• _Provided records_
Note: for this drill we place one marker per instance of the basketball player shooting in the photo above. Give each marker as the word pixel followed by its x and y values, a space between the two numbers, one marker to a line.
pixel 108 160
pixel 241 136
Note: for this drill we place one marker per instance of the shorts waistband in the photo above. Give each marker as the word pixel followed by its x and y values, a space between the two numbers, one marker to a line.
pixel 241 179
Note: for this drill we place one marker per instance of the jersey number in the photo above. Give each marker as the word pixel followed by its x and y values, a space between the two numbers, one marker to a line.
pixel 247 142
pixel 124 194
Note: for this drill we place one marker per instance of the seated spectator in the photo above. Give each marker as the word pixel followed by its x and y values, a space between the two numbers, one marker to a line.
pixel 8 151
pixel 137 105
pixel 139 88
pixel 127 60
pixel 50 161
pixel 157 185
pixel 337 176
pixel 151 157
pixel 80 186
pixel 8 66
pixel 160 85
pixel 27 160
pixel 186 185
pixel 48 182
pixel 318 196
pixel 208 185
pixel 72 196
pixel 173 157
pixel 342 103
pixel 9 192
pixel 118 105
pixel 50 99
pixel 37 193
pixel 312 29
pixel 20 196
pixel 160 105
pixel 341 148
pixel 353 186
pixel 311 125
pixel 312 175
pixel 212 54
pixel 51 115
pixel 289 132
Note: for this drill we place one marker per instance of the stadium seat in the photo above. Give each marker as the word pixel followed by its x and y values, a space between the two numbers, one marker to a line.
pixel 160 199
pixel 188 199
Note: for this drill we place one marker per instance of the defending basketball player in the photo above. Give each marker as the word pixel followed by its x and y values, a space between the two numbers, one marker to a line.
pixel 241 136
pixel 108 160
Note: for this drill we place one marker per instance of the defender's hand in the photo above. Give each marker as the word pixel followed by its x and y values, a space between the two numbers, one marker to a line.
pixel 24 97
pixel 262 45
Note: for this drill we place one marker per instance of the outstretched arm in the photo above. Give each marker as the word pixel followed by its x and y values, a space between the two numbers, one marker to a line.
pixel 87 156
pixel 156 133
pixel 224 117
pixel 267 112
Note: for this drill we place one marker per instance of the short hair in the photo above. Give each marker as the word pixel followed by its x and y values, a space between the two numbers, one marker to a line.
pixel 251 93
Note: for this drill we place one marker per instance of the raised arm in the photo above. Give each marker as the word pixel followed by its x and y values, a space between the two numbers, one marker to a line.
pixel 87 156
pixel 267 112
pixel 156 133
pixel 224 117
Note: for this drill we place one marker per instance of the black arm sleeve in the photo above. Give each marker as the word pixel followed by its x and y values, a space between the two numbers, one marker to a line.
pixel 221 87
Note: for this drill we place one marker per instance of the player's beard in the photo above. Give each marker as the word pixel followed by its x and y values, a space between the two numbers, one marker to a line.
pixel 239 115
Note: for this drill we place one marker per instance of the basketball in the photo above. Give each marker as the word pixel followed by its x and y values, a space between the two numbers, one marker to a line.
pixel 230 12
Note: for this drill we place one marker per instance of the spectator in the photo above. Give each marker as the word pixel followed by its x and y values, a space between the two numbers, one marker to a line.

• _What is asked_
Can you set out every line of the records above as a numbered list, skipping any blank lines?

• _Full answer_
1. Note: for this drill we place one marker per instance of the basketball player shooting in the photo above. Give each marker as the word pixel followed by its x and y values, a space between the two numbers, one marker to a line.
2. pixel 108 160
3. pixel 241 136
4. Note: for this drill we place one marker per instance of the shorts waistband in the photo above. Give each marker as the word pixel followed by its x and y values, a space between the two numbers, one marker to a line.
5. pixel 241 179
6. Note: for this drill we place one marker per instance of the jersey number in the photo above. Give each marker as the word pixel followed by its x and y values, a space between the two numbers, one marker to a line.
7. pixel 247 142
8. pixel 124 194
9. Note: for this drill we place one marker per instance of the seated spectator in the photo above. Give each marker as the word pixel followed by its x and y values, a space between the two numbers, one marker to a line.
10. pixel 8 151
11. pixel 137 105
12. pixel 139 88
13. pixel 127 60
14. pixel 50 161
15. pixel 157 185
16. pixel 337 176
17. pixel 151 157
18. pixel 80 186
19. pixel 8 66
20. pixel 160 85
21. pixel 27 160
22. pixel 186 185
23. pixel 48 182
24. pixel 318 196
25. pixel 208 185
26. pixel 72 196
27. pixel 173 157
28. pixel 342 103
29. pixel 9 192
30. pixel 118 105
31. pixel 50 99
32. pixel 37 193
33. pixel 312 29
34. pixel 20 196
35. pixel 160 105
36. pixel 341 148
37. pixel 353 186
38. pixel 311 125
39. pixel 312 175
40. pixel 212 54
41. pixel 51 115
42. pixel 289 132
43. Note: for this drill we place one marker per instance of the stadium seat in the photo above. Give each marker as the word pixel followed by its x and y values, a space between the two numbers, one marker to a line.
44. pixel 160 199
45. pixel 188 199
46. Note: for this drill we place one marker per instance of the defending basketball player in the photo above. Give each marker as the word pixel followed by its x and y values, a space between the two numbers, one marker to a line.
47. pixel 241 136
48. pixel 108 160
49. Note: for this drill we place one marker per instance of the defender's hand in the photo above. Give each marker as the word pixel followed by its x and y values, a space between the two numbers, one marker to a line.
50. pixel 24 97
51. pixel 262 45
52. Note: for this drill we place one marker per instance of the outstretched arm in the photo above. Give each marker as the word pixel followed by its x and y values, a space between the two numbers, one marker to a line.
53. pixel 87 156
54. pixel 156 133
55. pixel 224 117
56. pixel 267 112
57. Note: for this drill we place one marker per instance of the short hair in the photo above. Give each marker as the word pixel followed by its x and y values, a space between the two numbers, one marker to a line.
58. pixel 251 93
59. Note: for this drill we place one marker per instance of the raised arm in the photo above. Give each marker as the word pixel followed by its x and y values, a space between the two numbers, one marker to a line.
60. pixel 87 156
61. pixel 267 112
62. pixel 156 133
63. pixel 224 117
64. Note: for this drill we place one marker per instance of the black arm sleeve in the photo above. Give each marker as the word pixel followed by its x and y values, a space between the two numbers, one marker to a line.
65. pixel 221 87
66. Note: for this drill we place one marker per instance of the player's beard in the photo above. Give each marker as the word pixel followed by its x and y values, a space between the two numbers, one marker to a line.
67. pixel 239 115
68. Note: for this drill we place one marker per instance of the basketball in the photo above. Give each marker as the word pixel followed by its x and y values, a space between the two numbers, one marker to a line.
69. pixel 230 12
70. Note: for this drill we place one marker per instance of the spectator in the photo above. Give each marker as the word pixel followed by its x and y values, a space between the two numbers, one marker to a line.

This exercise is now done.